OBJECTIVE
Tally the lines in the entries below that contain the string "walking", matching case exactly, and reply with only the number.
##############################
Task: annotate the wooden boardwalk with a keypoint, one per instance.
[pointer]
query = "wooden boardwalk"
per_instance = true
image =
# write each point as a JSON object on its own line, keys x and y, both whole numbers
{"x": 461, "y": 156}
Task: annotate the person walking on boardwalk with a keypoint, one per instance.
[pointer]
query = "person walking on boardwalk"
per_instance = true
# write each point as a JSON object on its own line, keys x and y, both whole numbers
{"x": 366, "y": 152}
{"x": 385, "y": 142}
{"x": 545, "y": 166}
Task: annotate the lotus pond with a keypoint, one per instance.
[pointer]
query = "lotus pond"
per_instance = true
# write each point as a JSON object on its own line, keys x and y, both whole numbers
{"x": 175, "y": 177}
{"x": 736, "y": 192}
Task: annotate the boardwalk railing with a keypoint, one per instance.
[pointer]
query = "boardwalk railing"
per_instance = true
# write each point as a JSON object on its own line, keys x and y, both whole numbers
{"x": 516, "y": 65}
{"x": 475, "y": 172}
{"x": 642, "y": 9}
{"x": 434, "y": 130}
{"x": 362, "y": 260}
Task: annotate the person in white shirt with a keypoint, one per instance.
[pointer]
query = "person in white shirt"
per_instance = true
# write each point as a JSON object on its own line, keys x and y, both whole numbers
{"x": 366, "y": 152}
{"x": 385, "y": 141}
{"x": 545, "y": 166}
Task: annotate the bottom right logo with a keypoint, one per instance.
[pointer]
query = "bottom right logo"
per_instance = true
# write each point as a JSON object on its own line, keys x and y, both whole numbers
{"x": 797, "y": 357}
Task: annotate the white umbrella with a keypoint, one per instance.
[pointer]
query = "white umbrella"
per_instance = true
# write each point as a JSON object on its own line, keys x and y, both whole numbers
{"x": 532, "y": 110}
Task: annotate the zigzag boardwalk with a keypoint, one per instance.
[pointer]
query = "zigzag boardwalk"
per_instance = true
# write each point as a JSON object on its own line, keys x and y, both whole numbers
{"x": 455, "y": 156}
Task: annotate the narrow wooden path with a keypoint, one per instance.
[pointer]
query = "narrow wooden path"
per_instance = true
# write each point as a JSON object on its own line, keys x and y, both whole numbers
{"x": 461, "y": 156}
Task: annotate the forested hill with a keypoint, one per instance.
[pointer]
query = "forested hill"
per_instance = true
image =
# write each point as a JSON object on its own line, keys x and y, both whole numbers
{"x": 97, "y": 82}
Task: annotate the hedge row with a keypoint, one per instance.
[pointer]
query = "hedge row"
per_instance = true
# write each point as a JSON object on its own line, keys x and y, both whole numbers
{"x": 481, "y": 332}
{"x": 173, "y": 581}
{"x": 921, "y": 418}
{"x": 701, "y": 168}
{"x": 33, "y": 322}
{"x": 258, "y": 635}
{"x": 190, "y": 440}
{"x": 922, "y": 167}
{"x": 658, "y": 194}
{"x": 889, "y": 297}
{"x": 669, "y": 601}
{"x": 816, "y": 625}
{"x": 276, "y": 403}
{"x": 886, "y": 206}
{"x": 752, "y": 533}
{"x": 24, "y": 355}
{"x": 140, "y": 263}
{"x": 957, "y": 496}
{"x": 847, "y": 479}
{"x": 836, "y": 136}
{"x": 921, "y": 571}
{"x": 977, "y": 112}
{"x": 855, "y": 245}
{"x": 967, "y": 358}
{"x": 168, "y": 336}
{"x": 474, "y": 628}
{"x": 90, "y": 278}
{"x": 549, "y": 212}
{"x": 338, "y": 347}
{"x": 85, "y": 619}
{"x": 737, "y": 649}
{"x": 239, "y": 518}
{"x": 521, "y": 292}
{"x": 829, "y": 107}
##############################
ANSWER TO THE PROBLEM
2